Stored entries
>>>>
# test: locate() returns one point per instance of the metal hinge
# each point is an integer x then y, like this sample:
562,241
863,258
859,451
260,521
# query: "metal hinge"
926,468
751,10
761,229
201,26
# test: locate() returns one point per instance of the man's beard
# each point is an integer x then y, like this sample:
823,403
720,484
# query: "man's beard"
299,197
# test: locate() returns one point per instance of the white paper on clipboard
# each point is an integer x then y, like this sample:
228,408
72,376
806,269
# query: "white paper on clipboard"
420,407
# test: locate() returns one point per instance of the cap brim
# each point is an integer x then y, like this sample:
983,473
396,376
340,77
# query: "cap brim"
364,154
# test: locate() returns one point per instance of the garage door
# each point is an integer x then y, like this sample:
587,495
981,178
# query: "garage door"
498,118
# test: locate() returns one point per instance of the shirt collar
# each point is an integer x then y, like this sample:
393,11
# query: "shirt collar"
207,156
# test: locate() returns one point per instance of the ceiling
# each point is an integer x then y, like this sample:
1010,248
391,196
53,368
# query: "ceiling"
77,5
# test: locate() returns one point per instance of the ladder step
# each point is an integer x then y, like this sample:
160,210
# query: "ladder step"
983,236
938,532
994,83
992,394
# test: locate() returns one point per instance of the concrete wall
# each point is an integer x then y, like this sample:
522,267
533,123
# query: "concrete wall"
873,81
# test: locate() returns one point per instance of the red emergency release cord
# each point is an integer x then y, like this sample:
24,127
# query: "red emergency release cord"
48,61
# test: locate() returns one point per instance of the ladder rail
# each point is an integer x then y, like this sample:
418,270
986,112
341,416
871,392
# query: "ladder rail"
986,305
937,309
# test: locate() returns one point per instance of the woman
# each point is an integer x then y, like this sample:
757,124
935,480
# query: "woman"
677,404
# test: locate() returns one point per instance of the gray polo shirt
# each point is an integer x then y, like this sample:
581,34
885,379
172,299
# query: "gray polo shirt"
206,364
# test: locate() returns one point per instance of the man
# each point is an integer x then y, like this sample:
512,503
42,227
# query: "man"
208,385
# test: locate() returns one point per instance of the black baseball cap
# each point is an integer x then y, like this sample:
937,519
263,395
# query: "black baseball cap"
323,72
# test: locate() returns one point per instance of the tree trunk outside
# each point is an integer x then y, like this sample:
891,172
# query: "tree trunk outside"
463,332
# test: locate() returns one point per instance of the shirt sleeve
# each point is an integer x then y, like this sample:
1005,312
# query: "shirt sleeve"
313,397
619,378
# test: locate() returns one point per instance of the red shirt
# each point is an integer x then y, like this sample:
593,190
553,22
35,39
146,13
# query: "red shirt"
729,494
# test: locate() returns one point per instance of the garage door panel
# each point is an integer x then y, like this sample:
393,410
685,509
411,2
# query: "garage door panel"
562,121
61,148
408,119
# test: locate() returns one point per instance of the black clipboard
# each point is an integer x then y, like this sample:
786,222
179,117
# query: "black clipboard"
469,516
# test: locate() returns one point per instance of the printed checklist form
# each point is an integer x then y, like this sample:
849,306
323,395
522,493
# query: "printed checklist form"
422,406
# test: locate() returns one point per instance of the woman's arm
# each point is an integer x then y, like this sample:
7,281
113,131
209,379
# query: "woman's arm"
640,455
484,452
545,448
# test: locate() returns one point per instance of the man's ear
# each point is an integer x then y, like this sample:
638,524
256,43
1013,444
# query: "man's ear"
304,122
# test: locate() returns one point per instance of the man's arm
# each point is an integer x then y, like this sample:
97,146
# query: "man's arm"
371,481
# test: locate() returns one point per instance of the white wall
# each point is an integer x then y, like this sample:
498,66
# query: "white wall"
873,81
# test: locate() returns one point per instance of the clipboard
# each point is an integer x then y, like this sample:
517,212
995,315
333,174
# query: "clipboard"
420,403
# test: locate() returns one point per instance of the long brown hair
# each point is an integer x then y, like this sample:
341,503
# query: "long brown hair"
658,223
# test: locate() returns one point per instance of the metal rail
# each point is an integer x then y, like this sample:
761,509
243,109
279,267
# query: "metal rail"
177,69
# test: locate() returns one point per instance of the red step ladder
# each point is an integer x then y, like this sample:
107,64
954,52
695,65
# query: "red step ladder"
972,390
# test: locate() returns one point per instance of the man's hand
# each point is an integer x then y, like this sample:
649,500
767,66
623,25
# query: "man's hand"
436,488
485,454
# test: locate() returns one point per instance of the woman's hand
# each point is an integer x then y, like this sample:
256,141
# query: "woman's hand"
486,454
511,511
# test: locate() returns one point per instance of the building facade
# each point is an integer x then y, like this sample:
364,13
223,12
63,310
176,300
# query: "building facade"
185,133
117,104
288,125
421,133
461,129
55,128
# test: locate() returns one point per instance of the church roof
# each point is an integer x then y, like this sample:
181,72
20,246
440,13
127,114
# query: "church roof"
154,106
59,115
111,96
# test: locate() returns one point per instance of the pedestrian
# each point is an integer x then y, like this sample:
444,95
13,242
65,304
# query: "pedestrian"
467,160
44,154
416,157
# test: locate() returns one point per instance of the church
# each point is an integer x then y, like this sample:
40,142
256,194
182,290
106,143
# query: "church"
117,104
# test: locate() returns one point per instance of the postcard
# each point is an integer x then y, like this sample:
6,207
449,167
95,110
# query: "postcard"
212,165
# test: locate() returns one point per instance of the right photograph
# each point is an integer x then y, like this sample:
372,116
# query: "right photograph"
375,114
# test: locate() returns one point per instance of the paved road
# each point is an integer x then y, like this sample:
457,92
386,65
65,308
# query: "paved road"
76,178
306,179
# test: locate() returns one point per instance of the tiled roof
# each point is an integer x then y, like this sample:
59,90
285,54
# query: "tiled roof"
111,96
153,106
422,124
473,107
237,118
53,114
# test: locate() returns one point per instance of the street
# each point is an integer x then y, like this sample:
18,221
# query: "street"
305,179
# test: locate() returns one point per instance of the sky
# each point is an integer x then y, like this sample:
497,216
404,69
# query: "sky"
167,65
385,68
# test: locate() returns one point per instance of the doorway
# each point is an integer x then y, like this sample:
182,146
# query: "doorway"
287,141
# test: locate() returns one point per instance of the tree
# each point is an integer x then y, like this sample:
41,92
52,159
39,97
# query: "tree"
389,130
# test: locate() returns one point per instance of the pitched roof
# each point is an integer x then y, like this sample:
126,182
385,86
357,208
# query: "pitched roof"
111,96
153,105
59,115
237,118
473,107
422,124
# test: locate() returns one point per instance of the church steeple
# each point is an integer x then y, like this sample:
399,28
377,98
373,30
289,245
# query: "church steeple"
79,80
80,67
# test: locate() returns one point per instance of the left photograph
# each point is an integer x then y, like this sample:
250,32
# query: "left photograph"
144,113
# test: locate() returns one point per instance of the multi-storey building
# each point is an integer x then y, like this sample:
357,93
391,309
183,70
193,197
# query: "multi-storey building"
<<<<
* **Task goal**
Repeat the records above exactly, from the first line to the last.

* **Expected output**
# test: locate() returns one point per instance of the metal hinge
# each point is an integer x then y, like this sample:
562,241
863,258
859,451
260,521
# query: "metal hinge"
926,468
751,10
761,229
201,26
# test: locate() returns one point per instance of the man's beard
# each point is an integer x then y, like this sample:
823,403
720,484
# query: "man's beard"
299,197
# test: locate() returns one point per instance of the white paper on clipboard
# each point is an integer x then y, like this sample:
228,408
72,376
806,269
# query: "white paper on clipboard"
420,407
# test: locate() returns one point per instance of the cap brim
# each point is an integer x then y, like this sample:
983,473
396,376
340,77
# query: "cap brim"
364,154
# test: locate() returns one point per instance of the garage door
# each point is an integer x then y, like this sample:
587,495
981,178
# query: "garage door"
498,118
# test: locate() returns one point per instance of the shirt collar
# each point is an integer x then y, like this sample:
393,11
# query: "shirt collar"
207,156
# test: locate() returns one point per instance of the ceiling
# each point is an integer x then y, like this sample:
1010,248
391,196
53,368
# query: "ceiling"
77,5
# test: locate() returns one point per instance of the ladder step
# each point is an integer x then y, like this sample:
160,210
# query: "ladder step"
983,236
938,532
994,83
992,394
# test: locate() returns one point per instance of the concrete wall
# each point is an integer x then y, like this sample:
522,267
533,123
# query: "concrete wall"
873,81
# test: locate() returns one point per instance of the red emergency release cord
# each point is an integer x then y, like this sample:
24,127
# query: "red emergency release cord"
48,61
# test: locate() returns one point per instance of the ladder rail
# each point is an integer x then y, like this sample:
418,270
986,112
341,416
871,392
# query: "ladder rail"
986,305
937,309
# test: locate() returns one point per instance of the woman
# each point is an integer x then y, like this sample:
757,124
935,480
# query: "woman"
677,404
# test: locate() returns one point per instance of the gray polo shirt
# each point is an integer x then y, like this sample:
581,34
885,379
172,299
# query: "gray polo shirt"
206,364
# test: locate() returns one point per instance of the man
# each point is an integer x then y, like this sample:
512,503
42,227
# query: "man"
208,385
# test: locate() returns one point per instance of the black baseball cap
# each point is an integer x then y, like this sample:
937,519
263,395
# query: "black baseball cap"
323,72
# test: locate() returns one point per instance of the tree trunk outside
# each point is an integer x then y, like this sample:
891,172
# query: "tree trunk outside"
463,332
# test: locate() returns one point per instance of the shirt sleeve
# each point is an integer x then y, like this sample:
1005,312
# query: "shirt sleeve"
313,397
619,378
# test: locate() returns one point per instance of the red shirt
# each point is an integer x then y, like this sample:
593,190
553,22
35,39
146,13
# query: "red shirt"
729,494
# test: locate() returns one point per instance of the garage door panel
# each point is an integer x then y, like this sample:
393,410
685,509
411,2
# query: "garage door panel"
562,121
61,148
408,119
# test: locate() returns one point per instance of the black clipboard
# each point is an integer x then y, like this sample:
786,222
179,117
# query: "black clipboard"
469,516
# test: locate() returns one point per instance of the printed checklist form
# each point is an integer x then y, like this sample:
849,306
323,395
522,493
# query: "printed checklist form"
422,406
# test: locate() returns one point per instance of the woman's arm
# each point is an integer x then y, like this sample:
7,281
113,131
209,379
# query: "woman's arm"
640,455
484,452
545,448
# test: locate() returns one point per instance of the man's ear
# each point is an integer x then y, like this sample:
638,524
256,43
1013,444
# query: "man's ear"
304,122
# test: locate() returns one point per instance of the man's arm
# each point is an integer x then y, like this sample:
97,146
# query: "man's arm"
371,481
# test: locate() returns one point per instance of the white wall
# each point is an integer x then y, like this sample:
498,66
# query: "white wall"
873,81
# test: locate() returns one point per instance of the clipboard
# each point is an integer x then y, like this sample:
517,212
995,315
333,174
# query: "clipboard"
420,403
# test: locate() returns one point per instance of the long brown hair
# each point is an integer x then y, like this sample:
341,503
# query: "long brown hair"
658,223
# test: locate() returns one point per instance of the metal rail
# each point is an integer x then y, like this sample:
761,509
243,109
279,267
# query: "metal rail"
177,69
# test: locate() returns one point per instance of the red step ladder
# each point is an integer x then y, like this sample:
107,64
954,52
695,65
# query: "red step ladder"
972,390
# test: locate() returns one point per instance of the man's hand
# each point is an integer x then y, like this sample:
649,500
767,66
623,25
# query: "man's hand"
436,488
485,454
# test: locate() returns one point per instance of the woman's hand
# each point is an integer x then y, like this sample:
256,141
# query: "woman's hand"
486,454
511,511
# test: locate() returns one point per instance of the building facade
# each point is an integer x then y, like this sample:
364,13
223,12
63,310
176,300
# query: "building facade"
185,133
117,104
288,125
421,133
461,129
55,128
# test: locate() returns one point per instance of the church roof
# each point is an integer x then y, like this sample:
181,72
20,246
440,13
127,114
# query: "church roof"
154,106
59,115
111,96
# test: locate() returns one point per instance of the pedestrian
# each point is an integer x then y, like this sample:
444,95
13,242
65,304
# query: "pedestrian"
467,160
44,154
416,157
# test: locate() returns one point per instance of the church
# each point is an integer x then y, like this sample:
40,142
256,194
182,290
106,143
# query: "church"
117,104
# test: locate() returns one point per instance of the postcard
# each point is an integer x then y, like this sample:
6,207
449,167
95,110
# query: "postcard"
212,165
# test: locate() returns one point per instance of the right photograph
# each point is an integer x then y, like this sample:
372,116
# query: "right photograph"
375,114
# test: locate() returns one point per instance of the paved road
# each point is an integer x then y, like this sample:
457,92
386,65
65,308
# query: "paved road"
76,178
306,179
# test: locate() returns one point per instance of the tiled roof
# each point is an integer x then y, like this sample:
59,90
285,54
# query: "tiled roof"
111,96
153,106
422,124
473,107
237,118
53,114
# test: locate() returns one point per instance of the street
# each point is an integer x then y, like this sample:
18,221
# query: "street"
305,179
# test: locate() returns one point per instance of the sky
# each point is an integer x then y, like this sample:
497,216
404,69
# query: "sky"
167,65
385,68
# test: locate() returns one point per instance of the doorway
# each point is an integer x then y, like this sample:
182,146
# query: "doorway"
287,141
# test: locate() returns one point per instance of the tree
# each point is an integer x then y, like this sample:
41,92
52,159
39,97
# query: "tree"
389,130
# test: locate() returns one point per instance of the pitched roof
# each point is an integer x then y, like this sample:
126,182
385,86
357,208
# query: "pitched roof"
111,96
153,105
59,115
237,118
473,107
422,124
# test: locate() returns one point per instance of the church steeple
# each point is an integer x then y, like this sample:
399,28
377,98
373,30
289,245
# query: "church steeple"
79,80
80,67
# test: locate() returns one point per instance of the left photograph
# each point is an integer x then y, like this sample:
250,32
# query: "left photograph"
144,113
# test: locate() returns one point per instance of the multi-storey building
# each point is an integer x then y, like this sample:
357,93
391,309
183,70
193,197
# query: "multi-storey building"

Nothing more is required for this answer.